>>>
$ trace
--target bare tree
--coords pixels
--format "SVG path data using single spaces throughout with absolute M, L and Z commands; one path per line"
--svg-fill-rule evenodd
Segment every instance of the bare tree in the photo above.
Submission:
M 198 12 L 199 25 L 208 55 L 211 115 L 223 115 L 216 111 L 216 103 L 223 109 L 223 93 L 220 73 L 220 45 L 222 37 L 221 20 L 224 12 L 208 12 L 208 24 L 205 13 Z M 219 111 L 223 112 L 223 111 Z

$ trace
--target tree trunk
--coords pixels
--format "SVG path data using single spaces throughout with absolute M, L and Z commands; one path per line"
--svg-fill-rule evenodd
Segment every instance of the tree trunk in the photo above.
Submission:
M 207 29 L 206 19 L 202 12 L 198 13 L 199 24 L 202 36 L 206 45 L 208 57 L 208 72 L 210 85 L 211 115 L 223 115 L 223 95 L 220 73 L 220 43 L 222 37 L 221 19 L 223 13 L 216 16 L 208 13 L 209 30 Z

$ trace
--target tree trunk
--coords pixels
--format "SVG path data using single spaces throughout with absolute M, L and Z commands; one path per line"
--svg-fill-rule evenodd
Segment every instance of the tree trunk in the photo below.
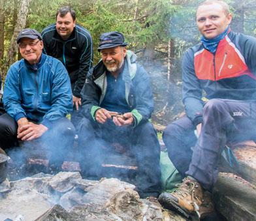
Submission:
M 7 58 L 8 66 L 15 62 L 16 59 L 18 48 L 16 39 L 19 32 L 25 28 L 27 16 L 29 12 L 29 6 L 31 1 L 31 0 L 20 1 L 20 7 L 18 14 L 17 22 L 16 23 L 14 31 L 13 32 L 12 39 L 10 40 L 10 47 L 8 49 L 8 56 Z
M 234 32 L 243 33 L 244 31 L 244 3 L 240 0 L 236 0 L 234 4 L 236 8 L 236 16 L 234 17 L 231 23 L 231 29 Z
M 138 14 L 138 0 L 136 0 L 135 11 L 135 14 L 134 14 L 134 16 L 133 16 L 133 22 L 134 22 L 134 23 L 136 22 L 136 20 L 137 19 L 137 14 Z
M 0 66 L 2 66 L 2 59 L 4 52 L 4 31 L 5 31 L 5 0 L 0 0 Z
M 174 58 L 174 42 L 173 39 L 170 39 L 168 42 L 168 70 L 167 80 L 168 81 L 174 81 L 172 77 L 172 61 Z

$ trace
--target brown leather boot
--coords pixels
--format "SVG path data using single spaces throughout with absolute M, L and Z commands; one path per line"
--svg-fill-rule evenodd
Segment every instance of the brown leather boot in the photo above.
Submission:
M 161 204 L 167 208 L 176 209 L 187 218 L 196 214 L 200 218 L 200 211 L 204 214 L 213 211 L 213 207 L 210 207 L 210 211 L 208 211 L 208 207 L 204 204 L 204 190 L 199 183 L 186 177 L 177 186 L 178 189 L 172 193 L 163 192 L 159 196 L 159 200 Z M 201 206 L 203 208 L 200 209 Z

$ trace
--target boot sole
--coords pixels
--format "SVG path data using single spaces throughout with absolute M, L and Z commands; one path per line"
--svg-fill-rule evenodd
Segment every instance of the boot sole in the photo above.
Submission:
M 168 197 L 165 197 L 163 199 L 159 199 L 159 201 L 165 205 L 166 207 L 170 210 L 174 210 L 182 215 L 184 216 L 186 218 L 191 218 L 192 220 L 199 220 L 200 219 L 195 213 L 191 213 L 185 209 L 182 209 L 180 205 L 172 199 Z

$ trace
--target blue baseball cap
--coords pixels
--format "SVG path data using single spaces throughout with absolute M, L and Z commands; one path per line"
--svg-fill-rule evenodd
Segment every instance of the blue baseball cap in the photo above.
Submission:
M 19 43 L 22 38 L 29 38 L 31 39 L 39 38 L 42 40 L 42 35 L 35 29 L 25 29 L 18 35 L 16 42 Z
M 102 49 L 114 48 L 116 46 L 125 47 L 128 44 L 125 42 L 123 35 L 118 31 L 111 31 L 103 33 L 99 38 L 98 52 Z

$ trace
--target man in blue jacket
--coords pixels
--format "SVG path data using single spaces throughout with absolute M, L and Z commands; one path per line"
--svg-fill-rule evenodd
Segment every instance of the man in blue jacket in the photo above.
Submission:
M 71 121 L 80 121 L 80 91 L 93 64 L 93 43 L 89 32 L 76 23 L 76 13 L 63 7 L 56 13 L 56 23 L 42 31 L 43 52 L 58 59 L 67 68 L 71 81 L 74 110 Z
M 106 142 L 129 147 L 138 165 L 135 183 L 140 196 L 156 197 L 160 147 L 148 121 L 153 95 L 148 74 L 126 46 L 117 31 L 100 37 L 102 60 L 89 71 L 81 92 L 86 117 L 79 125 L 82 166 L 86 175 L 101 176 L 101 147 Z
M 74 135 L 65 117 L 72 107 L 68 73 L 59 61 L 42 53 L 42 37 L 36 30 L 22 31 L 17 43 L 24 59 L 10 66 L 5 79 L 7 113 L 0 116 L 0 146 L 16 146 L 21 140 L 25 147 L 36 140 L 50 150 L 52 160 L 61 163 Z
M 169 157 L 185 178 L 159 199 L 187 216 L 212 211 L 209 192 L 225 144 L 256 139 L 256 39 L 232 32 L 231 20 L 222 1 L 198 7 L 201 42 L 186 51 L 182 62 L 186 115 L 163 134 Z

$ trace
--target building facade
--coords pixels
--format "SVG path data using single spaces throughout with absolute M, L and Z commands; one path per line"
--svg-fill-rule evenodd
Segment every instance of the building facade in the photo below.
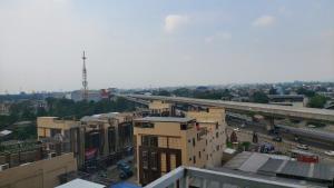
<<<
→ Goal
Copy the data word for word, from the very first line through the line containing "M 198 12 L 199", including both of those lines.

→ Result below
$ trace
--target bare tree
--coords pixels
--format "SVG path data using single spaces throughout with absolute M, L and Z commands; one path per line"
--svg-fill-rule evenodd
Segment every instance of the bare tree in the photo above.
Submission:
M 198 12 L 199 25 L 208 55 L 211 115 L 223 115 L 216 111 L 216 103 L 223 109 L 223 93 L 220 73 L 220 45 L 222 37 L 221 20 L 224 12 L 208 12 L 208 24 L 205 13 Z M 219 111 L 223 112 L 223 111 Z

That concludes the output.